Comme voulu initialement, le nouvel arrêté "n'autorise pas" le recours au secret défense "pour l'exploitation courante des installations nucléaires ou pour les questions de sûreté ou de radioprotection, même en cas d'incident", affirme la circulaire.
Le nouvel arrêté n'a pas convaincu les anti-nucléaires, Greenpeace le jugeant "tout aussi inadmissible" et le Réseau Sortir du nucléaire "tout aussi liberticide" que la version initiale.
Greenpeace a promis de poursuivre le combat
devant le Conseil d'Etat. Reporters Sans Frontières (RSF),
qui avait déposé un recours séparé
devant le Conseil d'Etat, a déclaré qu'il réexaminerait
sa position à la lumière des nouveaux textes.
PARIS 29 janvier 2004 - Sous le prétexte de protéger l'industrie nucléaire contre d'éventuels attentats terroristes, l'Etat français veut "interdire toute information" sur les activités nucléaires, accuse jeudi l'organisation Greenpeace, qui dénonce un nouvel arrêté prévoyant de classer "secret défense" certaines information concernant l'activité nucléaire civile.
Joint par l'Associated Press, Didier Lallemand, signataire de cet arrêté a justifié cette mesure, jugent que certaines informations "trop précises" qui peuvent "aider les terroristes à fabriquer des bombes ne doivent pas être diffusées".
Mais le haut fonctionnaire de défense du ministère de l'Industrie assure que "la transparence doit être quasiment totale" et que l'action des associations n'est "pas du tout" visée. Après avoir signé en juillet 2003 un premier arrêté contesté par plusieurs organisations, M. Lallemand explique que ce nouvel arrêté, accompagné d'une circulaire, doit "clarifier les choses" et préciser le domaine d'application du secret défense en matière de sécurité nucléaire.
Pour Greenpeace, déjà opposée au premier arrêté, le nouveau texte publié jeudi au Journal officiel "ne change rien". "On continue d'interdire les informations sur toutes les activités nucléaires en affichant un objectif de lutte antiterroriste", a déclaré à l'AP Yannick Rousselet, responsable de la campagne nucléaire de Greenpeace. A ses yeux, ce texte donne satisfaction "au lobby nucléaire", qui entend cacher certains aspects de son activité.

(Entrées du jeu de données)
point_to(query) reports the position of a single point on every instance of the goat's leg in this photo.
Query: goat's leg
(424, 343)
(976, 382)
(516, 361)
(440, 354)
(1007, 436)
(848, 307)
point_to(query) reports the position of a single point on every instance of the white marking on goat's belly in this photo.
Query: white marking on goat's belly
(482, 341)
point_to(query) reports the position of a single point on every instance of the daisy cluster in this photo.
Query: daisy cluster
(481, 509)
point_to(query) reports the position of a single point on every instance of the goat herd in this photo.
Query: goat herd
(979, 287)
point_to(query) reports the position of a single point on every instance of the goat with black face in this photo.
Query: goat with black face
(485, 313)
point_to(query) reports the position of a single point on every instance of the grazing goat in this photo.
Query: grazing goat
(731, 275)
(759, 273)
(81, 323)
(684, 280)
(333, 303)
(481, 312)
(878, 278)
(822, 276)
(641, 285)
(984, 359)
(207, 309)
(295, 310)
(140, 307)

### LISTE DES ACTIVITÉS
(a) Relevez toutes les expressions entre guillemets que l'article sur le secret défense nucléaire attribue à Didier Lallemand.
(b) Prolongez l'article sur le secret défense nucléaire à partir de sa dernière phrase.

### CORRIGÉ DES EXERCICES
(a) « trop précises » ; « aider les terroristes à fabriquer des bombes ne doivent pas être diffusées » ; « la transparence doit être quasiment totale » ; « pas du tout » ; « clarifier les choses »

(b)
L'arrêté prévoit de classer "secret défense" les "renseignements, procédés, objets, données informatisées ou fichiers relatifs à la protection et au contrôle des matières nucléaires" dont la divulgation nuirait à la "prévention de la malveillance et de la prolifération". La circulaire qui l'accompagne exclut l'utilisation du secret défense concernant "l'exploitation courante des installations nucléaires (...) même en cas d'incident".
Greenpeace s'oppose notamment à l'interdiction de publier les informations concernant les transports de matières nucléaires, qui ne servira pas à renforcer la sécurité, a déclaré Michaël Luze, chargé de la communication de l'ONG. "Si nous arrivons à connaître par coeur les parcours et les plaques d'immatriculation (des véhicules assurant ces transports), d'autres organisations mal intentionnées peuvent le faire aussi bien", a-t-il observé. Pour lui, "La seule sécurité, dans l'absolu, c'est d'arrêter de faire voyager du plutonium pur sur les routes de France."
"Il n'est pas nécessaire de publier des informations aussi précises que les plaques d'immatriculations ou les horaires de passage des convois", rétorque M. Lallemand qui souhaite éviter que "les terroristes potentiels soient aidés involontairement parce qu'ils obtiennent des informations précises en consultant un site Internet".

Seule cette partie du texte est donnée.